◆ About this task
Copy each line below that includes "lamp".

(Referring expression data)
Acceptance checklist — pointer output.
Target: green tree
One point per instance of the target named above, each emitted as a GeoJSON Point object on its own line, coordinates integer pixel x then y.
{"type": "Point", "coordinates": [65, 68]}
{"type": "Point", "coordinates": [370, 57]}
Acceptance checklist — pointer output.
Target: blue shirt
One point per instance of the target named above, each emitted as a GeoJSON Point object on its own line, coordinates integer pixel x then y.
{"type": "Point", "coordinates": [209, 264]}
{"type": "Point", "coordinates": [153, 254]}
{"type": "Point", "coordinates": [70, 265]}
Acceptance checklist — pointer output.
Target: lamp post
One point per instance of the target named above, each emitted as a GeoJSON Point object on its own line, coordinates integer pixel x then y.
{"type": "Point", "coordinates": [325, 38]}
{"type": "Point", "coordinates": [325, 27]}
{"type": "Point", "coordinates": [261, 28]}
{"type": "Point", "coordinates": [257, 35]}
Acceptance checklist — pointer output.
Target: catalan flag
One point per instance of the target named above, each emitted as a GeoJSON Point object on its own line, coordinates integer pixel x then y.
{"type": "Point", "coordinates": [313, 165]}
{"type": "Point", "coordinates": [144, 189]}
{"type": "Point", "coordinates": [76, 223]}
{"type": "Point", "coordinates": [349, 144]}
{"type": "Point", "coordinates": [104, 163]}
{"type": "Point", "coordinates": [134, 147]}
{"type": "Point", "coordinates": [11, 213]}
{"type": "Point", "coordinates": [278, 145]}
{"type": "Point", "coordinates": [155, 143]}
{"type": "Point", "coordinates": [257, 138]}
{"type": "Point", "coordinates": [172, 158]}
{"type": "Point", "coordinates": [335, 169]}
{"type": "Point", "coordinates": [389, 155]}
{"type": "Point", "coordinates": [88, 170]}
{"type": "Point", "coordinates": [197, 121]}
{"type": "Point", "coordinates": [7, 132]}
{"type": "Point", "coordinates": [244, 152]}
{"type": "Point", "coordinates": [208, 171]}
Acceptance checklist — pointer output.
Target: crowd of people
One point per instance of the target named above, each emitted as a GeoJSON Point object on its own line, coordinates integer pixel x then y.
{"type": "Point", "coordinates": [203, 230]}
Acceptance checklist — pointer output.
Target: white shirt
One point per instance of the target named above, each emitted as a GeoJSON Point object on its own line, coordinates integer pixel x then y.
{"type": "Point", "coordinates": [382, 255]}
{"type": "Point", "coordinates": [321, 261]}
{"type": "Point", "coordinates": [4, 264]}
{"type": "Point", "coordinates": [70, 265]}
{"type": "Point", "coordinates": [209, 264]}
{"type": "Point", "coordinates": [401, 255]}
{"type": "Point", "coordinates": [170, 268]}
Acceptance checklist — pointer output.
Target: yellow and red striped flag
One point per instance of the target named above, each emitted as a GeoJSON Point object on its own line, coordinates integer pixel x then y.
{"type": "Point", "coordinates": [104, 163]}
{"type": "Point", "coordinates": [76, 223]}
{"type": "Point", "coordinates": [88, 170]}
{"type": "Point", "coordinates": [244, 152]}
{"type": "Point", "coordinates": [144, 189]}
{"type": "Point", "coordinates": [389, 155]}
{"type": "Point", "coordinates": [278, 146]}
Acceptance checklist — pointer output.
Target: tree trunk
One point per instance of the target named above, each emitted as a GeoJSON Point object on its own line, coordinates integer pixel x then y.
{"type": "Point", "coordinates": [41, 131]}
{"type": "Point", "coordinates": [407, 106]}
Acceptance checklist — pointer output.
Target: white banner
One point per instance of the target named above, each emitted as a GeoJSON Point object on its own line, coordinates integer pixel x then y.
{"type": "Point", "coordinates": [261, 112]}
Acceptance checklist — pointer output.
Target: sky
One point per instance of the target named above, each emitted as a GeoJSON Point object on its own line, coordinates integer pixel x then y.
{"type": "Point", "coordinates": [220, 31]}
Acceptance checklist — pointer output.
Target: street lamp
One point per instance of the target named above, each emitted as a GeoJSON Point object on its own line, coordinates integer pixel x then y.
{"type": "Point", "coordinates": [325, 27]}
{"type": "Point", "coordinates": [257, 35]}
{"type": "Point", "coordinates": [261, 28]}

◆ Output for this task
Target: lamp post
Target: street lamp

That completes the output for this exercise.